Reading text:
****
Editor's note: This is the first in a series of articles looking at South Pugh Street between College and Beaver avenues, from the earliest days of The Farmers' High School and the Agricultural College of Pennsylvania through the boom years of the 20th Century, down to today and into the future. Today's story focuses on the early development. Tomorrow we'll take a closer look at some Pugh Street landmarks during what could be called the middle period. Next weekend's story will tell of doing business on Pugh Street today and what the 100 block may be like tomorrow and in the years to come.

Evan Pugh arrived in town on a gloomy, snowy day in late October 1859 in a buggy driven by Hugh McAllister. The town didn’t have a name — it wasn’t even really a town. But Pugh was here to head the institution around which the village would eventually grow – the Farmers’ High School. McAllister, a Bellefonte attorney, was one of the trustees.
****
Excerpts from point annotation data
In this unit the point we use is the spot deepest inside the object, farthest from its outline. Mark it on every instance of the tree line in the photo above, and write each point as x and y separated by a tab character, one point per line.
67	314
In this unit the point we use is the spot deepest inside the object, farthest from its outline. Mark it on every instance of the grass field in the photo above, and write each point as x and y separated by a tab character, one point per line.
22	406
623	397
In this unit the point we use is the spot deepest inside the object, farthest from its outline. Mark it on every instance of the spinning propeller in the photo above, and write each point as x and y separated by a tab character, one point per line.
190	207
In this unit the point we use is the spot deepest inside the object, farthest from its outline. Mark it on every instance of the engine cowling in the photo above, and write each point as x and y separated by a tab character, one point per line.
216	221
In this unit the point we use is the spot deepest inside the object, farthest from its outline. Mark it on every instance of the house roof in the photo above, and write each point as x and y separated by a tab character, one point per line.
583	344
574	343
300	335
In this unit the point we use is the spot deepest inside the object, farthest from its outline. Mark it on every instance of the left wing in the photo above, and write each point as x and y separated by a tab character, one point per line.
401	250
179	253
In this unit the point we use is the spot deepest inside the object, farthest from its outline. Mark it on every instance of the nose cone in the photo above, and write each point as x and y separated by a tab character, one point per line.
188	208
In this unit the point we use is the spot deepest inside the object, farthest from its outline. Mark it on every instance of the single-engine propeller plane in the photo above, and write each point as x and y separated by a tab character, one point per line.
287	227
****
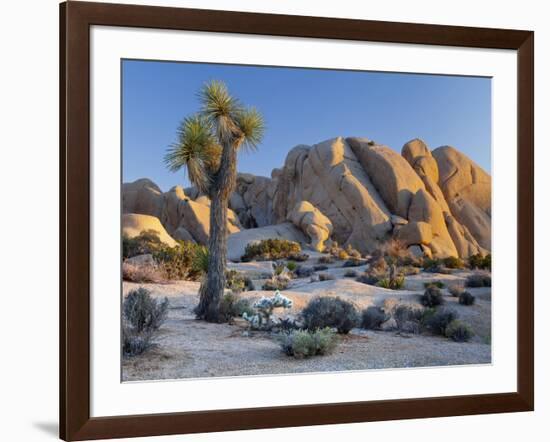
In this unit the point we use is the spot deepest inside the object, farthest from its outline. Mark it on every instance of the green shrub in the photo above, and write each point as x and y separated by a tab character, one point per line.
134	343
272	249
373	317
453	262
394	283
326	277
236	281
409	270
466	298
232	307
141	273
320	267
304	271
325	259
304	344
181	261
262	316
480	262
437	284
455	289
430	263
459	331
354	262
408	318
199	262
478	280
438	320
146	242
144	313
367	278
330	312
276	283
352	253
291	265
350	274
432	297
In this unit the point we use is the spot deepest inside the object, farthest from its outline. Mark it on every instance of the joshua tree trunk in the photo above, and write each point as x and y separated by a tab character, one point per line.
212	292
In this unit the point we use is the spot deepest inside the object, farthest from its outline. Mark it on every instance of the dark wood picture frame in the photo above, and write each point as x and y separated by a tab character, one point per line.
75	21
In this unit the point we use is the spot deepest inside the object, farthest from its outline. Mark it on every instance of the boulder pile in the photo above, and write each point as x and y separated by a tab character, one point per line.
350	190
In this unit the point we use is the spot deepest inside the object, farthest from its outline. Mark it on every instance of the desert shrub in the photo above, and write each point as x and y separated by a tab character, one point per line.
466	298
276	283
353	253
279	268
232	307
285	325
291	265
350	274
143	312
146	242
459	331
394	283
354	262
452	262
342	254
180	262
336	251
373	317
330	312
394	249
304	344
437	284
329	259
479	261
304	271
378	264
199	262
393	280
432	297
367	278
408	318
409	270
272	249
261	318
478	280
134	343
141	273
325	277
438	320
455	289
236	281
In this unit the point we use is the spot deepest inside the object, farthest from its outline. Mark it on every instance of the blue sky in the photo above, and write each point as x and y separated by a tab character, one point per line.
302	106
****
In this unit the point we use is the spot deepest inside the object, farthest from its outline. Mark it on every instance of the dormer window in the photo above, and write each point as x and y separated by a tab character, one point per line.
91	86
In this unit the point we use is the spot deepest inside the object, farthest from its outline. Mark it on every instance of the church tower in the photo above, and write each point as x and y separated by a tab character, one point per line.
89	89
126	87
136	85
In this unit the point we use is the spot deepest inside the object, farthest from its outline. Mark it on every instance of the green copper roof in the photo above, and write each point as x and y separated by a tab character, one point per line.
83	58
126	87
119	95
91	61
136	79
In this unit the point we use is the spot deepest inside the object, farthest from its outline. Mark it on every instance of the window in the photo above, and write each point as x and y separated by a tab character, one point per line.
****
Prompt 1:
Rewrite part of the South Pugh Street article, starting at the words that have "Evan Pugh arrived" and stopping after "of the trustees.", with "buggy" changed to "carriage".
Prompt 2:
Using the South Pugh Street article, state yes or no for each statement and quote the words that settle it: (a) Evan Pugh arrived in late October 1859. (b) Hugh McAllister was a Bellefonte attorney. (c) The town already had a name when Pugh arrived.
The rows stand apart from the South Pugh Street article as separate material.

Worked answer 1:
Evan Pugh arrived in town on a gloomy, snowy day in late October 1859 in a carriage driven by Hugh McAllister. The town didn’t have a name — it wasn’t even really a town. But Pugh was here to head the institution around which the village would eventually grow – the Farmers’ High School. McAllister, a Bellefonte attorney, was one of the trustees.

Worked answer 2:
(a) Yes: "Evan Pugh arrived in town on a gloomy, snowy day in late October 1859"
(b) Yes: "McAllister, a Bellefonte attorney, was one of the trustees."
(c) No: "The town didn’t have a name"